*What is required*.
Count the lines in the rows below that contain the word "patch", and reply with that number alone.

--- Start ---

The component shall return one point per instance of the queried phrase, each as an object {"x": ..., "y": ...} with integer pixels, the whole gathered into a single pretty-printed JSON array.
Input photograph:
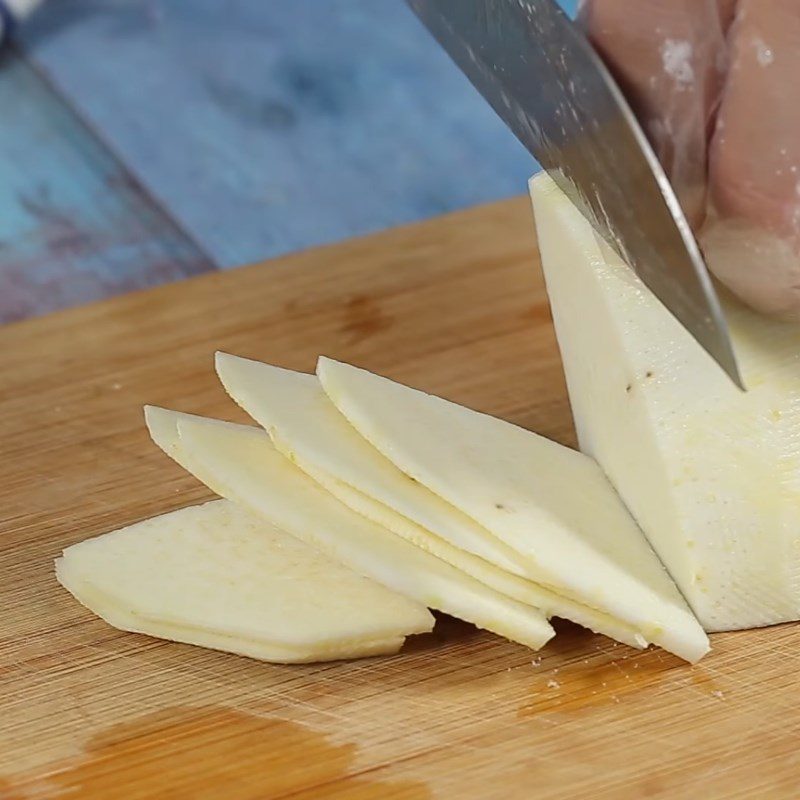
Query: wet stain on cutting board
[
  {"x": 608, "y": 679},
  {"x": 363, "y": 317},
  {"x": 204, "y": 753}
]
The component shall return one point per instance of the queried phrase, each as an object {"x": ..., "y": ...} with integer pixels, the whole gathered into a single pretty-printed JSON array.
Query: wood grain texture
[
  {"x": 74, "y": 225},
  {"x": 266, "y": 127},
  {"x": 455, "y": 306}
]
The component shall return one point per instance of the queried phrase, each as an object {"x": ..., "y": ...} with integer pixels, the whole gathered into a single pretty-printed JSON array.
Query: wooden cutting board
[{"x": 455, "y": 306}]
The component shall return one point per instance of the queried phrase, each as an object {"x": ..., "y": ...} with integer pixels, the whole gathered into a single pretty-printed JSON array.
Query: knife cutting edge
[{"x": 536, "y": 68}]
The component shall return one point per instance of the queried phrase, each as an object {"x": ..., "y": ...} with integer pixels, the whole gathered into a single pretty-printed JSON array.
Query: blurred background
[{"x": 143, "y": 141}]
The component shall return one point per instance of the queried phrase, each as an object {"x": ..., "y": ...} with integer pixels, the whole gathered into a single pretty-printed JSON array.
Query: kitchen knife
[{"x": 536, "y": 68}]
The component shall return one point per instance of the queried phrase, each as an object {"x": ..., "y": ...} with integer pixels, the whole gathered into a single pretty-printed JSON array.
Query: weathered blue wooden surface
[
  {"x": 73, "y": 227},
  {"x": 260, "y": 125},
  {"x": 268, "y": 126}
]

--- End ---
--- Start ---

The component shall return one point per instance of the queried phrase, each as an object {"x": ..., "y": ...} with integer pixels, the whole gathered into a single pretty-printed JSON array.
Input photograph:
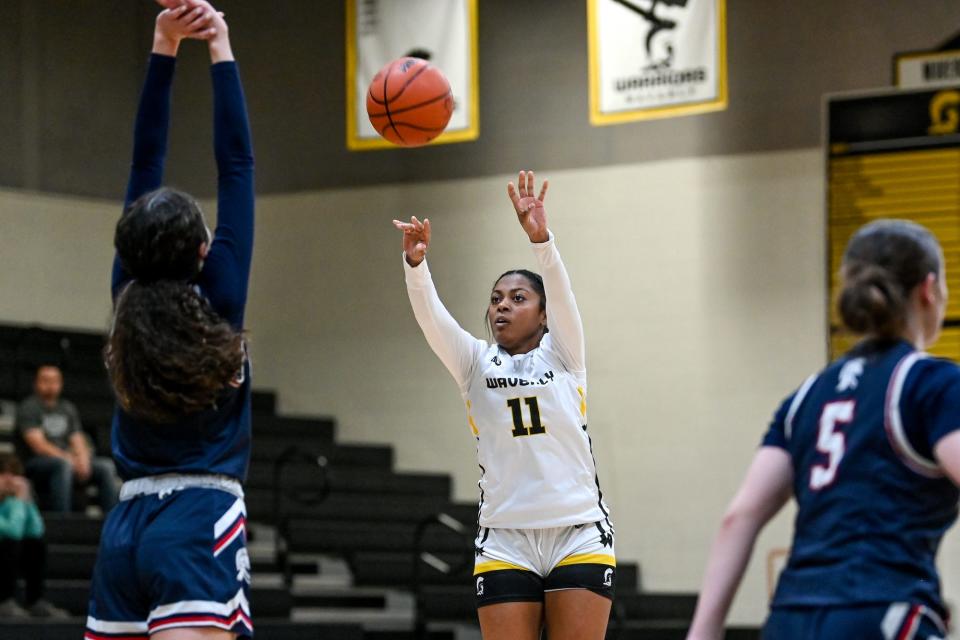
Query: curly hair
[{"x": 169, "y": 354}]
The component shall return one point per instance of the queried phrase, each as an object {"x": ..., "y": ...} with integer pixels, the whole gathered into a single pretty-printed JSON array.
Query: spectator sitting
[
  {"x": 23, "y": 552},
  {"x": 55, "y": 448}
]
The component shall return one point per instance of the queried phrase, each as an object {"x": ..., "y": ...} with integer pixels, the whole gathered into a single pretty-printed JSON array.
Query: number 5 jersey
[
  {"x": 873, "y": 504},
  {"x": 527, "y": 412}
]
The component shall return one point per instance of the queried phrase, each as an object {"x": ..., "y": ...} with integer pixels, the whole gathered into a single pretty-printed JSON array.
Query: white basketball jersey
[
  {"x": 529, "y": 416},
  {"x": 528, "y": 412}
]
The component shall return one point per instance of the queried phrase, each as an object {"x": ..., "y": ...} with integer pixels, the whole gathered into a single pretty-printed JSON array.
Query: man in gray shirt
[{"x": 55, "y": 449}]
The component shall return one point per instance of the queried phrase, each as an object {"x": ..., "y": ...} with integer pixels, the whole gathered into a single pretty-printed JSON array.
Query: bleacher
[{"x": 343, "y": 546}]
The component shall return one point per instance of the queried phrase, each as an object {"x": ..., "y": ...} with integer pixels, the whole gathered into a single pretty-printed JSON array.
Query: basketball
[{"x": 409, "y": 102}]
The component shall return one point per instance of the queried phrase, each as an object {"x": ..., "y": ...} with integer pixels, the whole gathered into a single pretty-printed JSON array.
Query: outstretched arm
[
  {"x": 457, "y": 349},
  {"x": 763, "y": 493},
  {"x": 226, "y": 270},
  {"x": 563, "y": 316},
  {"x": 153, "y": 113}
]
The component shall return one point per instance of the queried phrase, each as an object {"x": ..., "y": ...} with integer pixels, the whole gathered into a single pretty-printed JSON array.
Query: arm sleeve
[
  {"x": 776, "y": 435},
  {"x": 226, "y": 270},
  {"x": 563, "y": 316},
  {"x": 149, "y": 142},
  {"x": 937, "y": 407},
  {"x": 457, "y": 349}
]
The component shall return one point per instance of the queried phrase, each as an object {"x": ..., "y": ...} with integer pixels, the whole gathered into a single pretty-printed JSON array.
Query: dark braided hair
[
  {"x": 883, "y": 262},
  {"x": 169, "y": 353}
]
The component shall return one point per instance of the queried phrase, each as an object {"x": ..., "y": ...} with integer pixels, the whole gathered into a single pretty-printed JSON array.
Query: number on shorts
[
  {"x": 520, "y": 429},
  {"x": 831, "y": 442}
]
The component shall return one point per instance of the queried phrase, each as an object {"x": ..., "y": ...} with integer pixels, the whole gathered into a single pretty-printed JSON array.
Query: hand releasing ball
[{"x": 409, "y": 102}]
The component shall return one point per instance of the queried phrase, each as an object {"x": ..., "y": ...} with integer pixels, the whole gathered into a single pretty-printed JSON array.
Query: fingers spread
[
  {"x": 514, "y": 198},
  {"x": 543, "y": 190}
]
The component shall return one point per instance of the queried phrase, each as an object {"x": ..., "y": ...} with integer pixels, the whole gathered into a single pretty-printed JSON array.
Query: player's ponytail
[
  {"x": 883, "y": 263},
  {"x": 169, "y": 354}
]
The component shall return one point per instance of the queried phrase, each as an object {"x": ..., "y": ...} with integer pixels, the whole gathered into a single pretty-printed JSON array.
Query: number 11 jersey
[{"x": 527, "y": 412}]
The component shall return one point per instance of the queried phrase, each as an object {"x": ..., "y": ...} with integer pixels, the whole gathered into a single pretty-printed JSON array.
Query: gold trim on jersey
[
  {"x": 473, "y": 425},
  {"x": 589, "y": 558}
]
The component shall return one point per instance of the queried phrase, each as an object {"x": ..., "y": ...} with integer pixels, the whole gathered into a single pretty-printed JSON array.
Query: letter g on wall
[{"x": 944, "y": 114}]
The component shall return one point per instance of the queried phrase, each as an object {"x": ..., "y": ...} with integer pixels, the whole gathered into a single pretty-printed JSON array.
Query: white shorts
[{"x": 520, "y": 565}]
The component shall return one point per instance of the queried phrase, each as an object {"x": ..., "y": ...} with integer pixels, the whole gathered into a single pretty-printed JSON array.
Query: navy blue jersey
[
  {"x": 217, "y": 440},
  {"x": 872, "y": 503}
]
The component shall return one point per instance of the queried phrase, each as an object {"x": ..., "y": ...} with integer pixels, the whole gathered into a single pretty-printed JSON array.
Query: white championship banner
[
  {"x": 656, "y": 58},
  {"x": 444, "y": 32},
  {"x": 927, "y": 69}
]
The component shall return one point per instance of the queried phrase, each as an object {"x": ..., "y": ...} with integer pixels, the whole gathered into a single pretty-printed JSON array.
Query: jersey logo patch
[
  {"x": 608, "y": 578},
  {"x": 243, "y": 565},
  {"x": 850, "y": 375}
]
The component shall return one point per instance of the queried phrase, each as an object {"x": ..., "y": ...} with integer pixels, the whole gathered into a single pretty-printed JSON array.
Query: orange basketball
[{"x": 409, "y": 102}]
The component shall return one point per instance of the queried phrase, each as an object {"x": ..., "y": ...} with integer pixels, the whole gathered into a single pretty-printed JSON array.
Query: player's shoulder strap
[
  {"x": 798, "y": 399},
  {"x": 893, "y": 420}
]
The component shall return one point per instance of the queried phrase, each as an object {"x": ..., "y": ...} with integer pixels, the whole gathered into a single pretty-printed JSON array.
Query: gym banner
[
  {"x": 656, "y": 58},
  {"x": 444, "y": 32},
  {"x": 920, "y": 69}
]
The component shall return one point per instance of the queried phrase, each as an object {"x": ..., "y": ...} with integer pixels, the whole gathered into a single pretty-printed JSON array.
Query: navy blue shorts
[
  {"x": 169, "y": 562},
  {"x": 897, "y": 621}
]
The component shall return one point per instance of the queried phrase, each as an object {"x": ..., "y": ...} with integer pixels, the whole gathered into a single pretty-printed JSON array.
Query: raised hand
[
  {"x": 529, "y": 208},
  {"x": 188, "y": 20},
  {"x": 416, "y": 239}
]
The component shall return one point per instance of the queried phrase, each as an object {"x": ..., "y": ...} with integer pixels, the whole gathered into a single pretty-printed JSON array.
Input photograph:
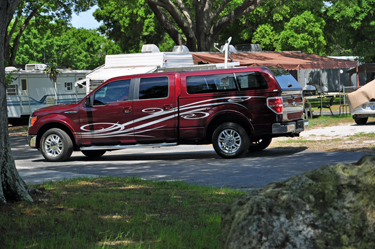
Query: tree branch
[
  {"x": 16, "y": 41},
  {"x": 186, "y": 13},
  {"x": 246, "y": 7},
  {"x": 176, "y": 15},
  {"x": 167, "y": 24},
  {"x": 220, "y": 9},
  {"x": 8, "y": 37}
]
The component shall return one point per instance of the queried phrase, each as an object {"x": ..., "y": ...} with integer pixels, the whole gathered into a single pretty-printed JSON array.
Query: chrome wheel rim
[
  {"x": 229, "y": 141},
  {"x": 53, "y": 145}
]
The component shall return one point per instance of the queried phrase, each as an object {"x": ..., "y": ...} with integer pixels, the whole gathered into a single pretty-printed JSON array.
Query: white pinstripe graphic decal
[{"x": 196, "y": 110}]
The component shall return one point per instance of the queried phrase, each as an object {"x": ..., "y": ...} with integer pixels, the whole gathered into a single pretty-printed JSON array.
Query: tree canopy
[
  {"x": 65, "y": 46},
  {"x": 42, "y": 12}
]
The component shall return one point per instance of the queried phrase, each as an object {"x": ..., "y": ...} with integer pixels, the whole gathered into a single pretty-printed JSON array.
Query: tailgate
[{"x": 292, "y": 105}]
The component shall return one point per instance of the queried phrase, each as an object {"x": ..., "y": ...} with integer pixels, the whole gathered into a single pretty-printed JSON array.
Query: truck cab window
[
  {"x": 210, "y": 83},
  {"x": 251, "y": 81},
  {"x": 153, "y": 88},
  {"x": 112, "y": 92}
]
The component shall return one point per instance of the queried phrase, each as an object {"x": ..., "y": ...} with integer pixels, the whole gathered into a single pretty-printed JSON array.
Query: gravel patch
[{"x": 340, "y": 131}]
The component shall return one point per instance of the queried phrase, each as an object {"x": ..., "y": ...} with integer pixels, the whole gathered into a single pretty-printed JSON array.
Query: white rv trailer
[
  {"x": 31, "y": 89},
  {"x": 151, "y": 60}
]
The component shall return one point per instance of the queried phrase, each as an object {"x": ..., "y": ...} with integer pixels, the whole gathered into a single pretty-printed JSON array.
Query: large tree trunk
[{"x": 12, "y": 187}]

--- End ---

*Exercise response*.
2